» Instructions to follow
Repeat, unchanged, the stretch of entries from the line containing "For sports analytics purposes, locate the sportsfile" through the line containing "[0,56,166,310]", including both of those lines.

» Material
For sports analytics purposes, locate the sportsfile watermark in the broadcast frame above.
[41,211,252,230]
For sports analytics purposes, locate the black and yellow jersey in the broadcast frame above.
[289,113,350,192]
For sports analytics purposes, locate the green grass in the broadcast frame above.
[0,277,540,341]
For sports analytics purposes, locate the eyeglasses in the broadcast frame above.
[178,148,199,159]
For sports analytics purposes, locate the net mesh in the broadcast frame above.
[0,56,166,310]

--

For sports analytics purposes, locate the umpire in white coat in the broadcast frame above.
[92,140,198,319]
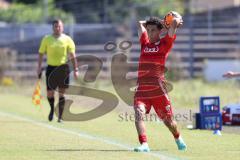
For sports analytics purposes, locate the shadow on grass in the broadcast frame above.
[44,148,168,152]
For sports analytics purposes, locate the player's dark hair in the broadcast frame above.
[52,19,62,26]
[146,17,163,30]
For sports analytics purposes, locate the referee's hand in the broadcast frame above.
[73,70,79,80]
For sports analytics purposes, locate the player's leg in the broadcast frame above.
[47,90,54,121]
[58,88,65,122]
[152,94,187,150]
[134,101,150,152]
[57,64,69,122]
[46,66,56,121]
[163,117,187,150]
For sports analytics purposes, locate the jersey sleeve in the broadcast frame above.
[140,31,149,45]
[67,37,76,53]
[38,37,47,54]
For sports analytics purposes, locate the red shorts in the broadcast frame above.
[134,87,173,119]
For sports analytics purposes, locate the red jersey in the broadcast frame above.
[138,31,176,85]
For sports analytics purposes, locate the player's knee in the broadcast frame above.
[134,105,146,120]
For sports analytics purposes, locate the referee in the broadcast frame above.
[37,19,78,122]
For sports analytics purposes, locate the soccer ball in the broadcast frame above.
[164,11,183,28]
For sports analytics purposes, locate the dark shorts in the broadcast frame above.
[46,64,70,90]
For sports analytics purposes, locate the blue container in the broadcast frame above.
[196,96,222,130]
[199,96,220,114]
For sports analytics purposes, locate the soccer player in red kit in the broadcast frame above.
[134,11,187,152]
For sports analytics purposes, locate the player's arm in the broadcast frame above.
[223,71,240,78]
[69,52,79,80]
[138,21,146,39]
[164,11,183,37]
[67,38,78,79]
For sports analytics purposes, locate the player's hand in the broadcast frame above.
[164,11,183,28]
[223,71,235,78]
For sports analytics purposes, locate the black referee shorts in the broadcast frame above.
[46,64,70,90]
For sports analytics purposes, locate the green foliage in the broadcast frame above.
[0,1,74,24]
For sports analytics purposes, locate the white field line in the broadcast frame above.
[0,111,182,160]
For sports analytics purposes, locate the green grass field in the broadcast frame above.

---

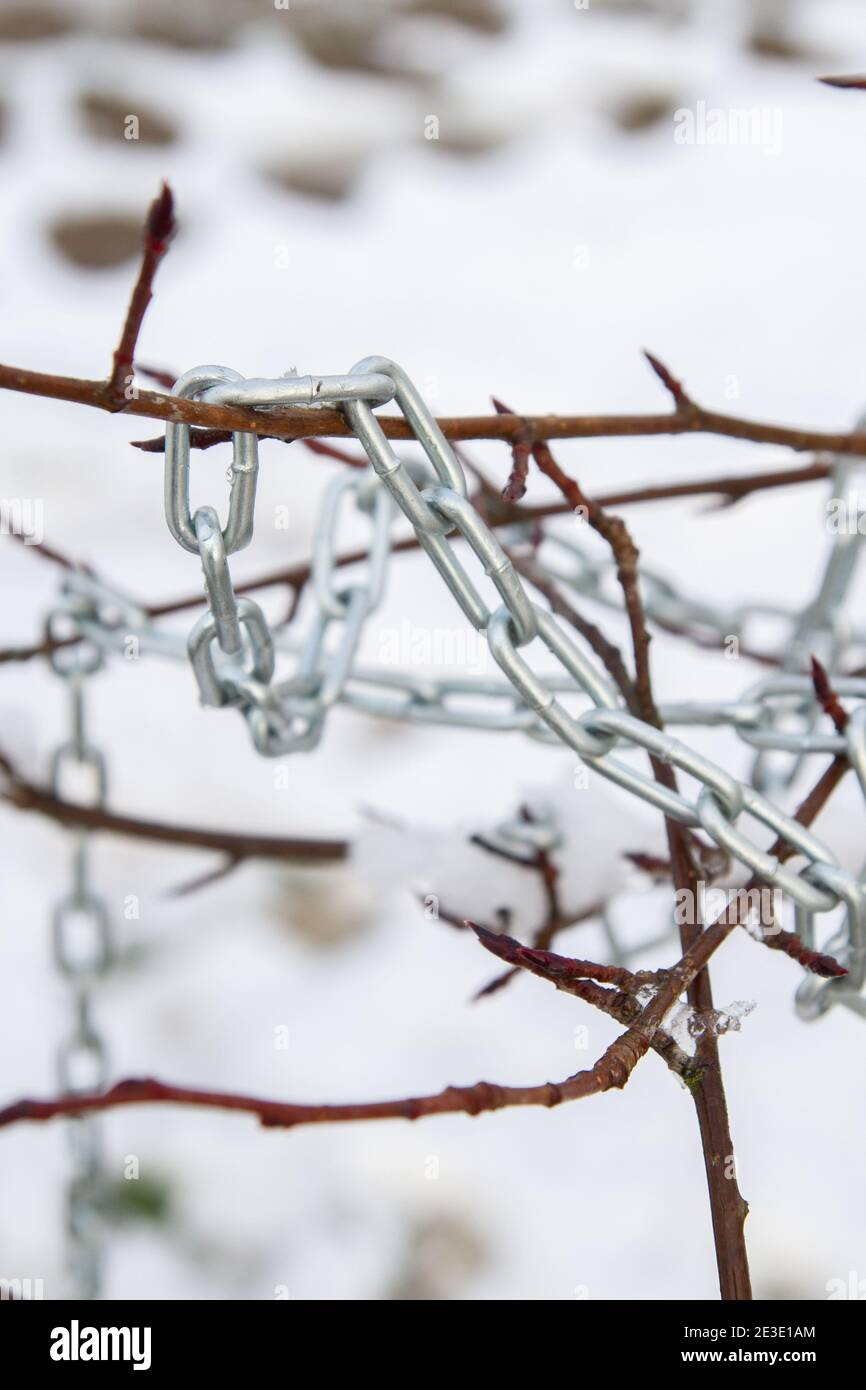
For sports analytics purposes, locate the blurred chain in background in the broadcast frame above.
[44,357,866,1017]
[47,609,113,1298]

» Exercise solution
For sports analytics purposes, locate the sportsfile watermark in the broadcast frame above.
[41,211,252,230]
For sports analytics purposes, locate the black and yellow jersey in the broadcast frame above.
[289,113,350,192]
For sports analytics purposes, locate the green grass in the broadcast frame above.
[0,277,540,341]
For sports analytics purposes, locate the eyeglasses in the broadcast frame above.
[178,148,199,159]
For sports analytics purposes, locate the net mesh in the broadcast frame above.
[0,56,166,310]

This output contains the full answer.